### PROBLEM STATEMENT
Pull out every line of the entries below that contains the word "stadium", and copy each one unchanged.

### MATERIAL FOR THE TASK
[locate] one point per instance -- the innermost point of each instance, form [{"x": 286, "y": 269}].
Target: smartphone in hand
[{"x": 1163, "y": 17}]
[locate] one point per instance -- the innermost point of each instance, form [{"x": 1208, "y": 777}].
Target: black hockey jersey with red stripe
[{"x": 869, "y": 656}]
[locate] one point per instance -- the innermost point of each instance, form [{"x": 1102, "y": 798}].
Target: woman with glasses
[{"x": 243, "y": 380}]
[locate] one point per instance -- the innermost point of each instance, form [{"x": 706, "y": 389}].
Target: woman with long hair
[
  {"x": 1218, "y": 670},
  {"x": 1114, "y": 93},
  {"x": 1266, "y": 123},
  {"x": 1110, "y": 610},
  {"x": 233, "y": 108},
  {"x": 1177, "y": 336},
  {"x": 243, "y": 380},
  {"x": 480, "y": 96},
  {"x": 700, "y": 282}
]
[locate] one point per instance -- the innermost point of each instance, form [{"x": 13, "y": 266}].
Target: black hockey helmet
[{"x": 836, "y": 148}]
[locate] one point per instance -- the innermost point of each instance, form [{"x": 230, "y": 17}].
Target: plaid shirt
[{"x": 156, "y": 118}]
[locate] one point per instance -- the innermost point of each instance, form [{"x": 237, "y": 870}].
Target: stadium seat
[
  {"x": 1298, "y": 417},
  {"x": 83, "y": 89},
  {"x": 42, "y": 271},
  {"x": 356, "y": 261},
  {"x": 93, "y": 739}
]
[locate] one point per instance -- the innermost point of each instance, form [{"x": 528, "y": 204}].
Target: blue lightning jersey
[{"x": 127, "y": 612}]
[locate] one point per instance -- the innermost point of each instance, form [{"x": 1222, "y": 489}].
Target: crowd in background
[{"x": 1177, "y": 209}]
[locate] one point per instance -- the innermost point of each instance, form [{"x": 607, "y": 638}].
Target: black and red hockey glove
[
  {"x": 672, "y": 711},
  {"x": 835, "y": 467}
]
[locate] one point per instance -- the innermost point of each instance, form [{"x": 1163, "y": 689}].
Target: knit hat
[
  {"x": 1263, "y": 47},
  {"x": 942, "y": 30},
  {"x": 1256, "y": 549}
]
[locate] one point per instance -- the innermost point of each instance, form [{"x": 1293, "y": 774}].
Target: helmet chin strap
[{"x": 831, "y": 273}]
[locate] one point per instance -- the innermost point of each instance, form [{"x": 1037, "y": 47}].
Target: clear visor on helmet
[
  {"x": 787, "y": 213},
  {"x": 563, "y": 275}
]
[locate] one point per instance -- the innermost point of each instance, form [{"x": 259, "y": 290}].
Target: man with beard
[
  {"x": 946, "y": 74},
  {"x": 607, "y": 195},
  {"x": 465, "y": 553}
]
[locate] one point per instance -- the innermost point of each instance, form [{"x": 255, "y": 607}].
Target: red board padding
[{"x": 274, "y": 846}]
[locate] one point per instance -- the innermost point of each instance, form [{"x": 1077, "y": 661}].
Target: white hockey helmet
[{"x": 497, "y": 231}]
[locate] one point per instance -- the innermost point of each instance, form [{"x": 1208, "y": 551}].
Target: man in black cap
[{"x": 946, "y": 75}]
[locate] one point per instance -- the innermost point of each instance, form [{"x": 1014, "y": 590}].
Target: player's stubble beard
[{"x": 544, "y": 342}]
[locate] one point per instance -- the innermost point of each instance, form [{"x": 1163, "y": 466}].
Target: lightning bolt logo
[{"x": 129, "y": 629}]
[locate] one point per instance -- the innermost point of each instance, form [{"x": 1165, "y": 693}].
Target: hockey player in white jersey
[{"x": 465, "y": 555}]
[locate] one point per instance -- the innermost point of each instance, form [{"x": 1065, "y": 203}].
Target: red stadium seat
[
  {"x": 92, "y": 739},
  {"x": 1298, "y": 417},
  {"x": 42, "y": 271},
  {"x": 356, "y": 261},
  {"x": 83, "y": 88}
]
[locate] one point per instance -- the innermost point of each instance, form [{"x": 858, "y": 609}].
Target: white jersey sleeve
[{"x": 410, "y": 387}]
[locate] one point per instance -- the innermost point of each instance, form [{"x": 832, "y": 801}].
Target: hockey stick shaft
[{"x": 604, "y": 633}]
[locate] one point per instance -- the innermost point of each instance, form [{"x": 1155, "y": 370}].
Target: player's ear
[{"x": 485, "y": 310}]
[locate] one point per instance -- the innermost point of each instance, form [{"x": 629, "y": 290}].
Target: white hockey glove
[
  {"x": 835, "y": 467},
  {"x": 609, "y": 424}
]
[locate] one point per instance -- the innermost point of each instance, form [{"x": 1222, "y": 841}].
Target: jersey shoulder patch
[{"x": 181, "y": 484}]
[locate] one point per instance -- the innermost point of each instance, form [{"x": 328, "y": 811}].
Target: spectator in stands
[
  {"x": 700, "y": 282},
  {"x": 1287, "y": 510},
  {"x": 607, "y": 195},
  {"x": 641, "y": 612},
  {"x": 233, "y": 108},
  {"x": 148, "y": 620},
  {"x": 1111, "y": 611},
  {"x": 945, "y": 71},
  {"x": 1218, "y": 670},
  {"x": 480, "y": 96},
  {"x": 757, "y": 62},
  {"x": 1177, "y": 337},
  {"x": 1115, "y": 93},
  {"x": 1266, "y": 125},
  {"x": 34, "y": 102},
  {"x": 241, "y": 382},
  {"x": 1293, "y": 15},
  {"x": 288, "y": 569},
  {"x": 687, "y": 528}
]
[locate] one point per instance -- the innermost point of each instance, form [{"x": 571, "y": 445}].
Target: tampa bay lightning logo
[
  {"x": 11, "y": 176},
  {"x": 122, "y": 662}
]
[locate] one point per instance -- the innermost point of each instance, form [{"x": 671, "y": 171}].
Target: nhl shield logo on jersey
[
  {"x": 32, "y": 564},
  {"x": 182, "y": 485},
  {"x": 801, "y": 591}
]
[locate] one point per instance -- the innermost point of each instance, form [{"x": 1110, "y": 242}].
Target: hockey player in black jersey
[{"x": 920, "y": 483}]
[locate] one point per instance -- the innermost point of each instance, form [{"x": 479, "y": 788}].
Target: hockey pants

### RESULT FOR THIS EXERCISE
Target: stadium seat
Target: red stadium seat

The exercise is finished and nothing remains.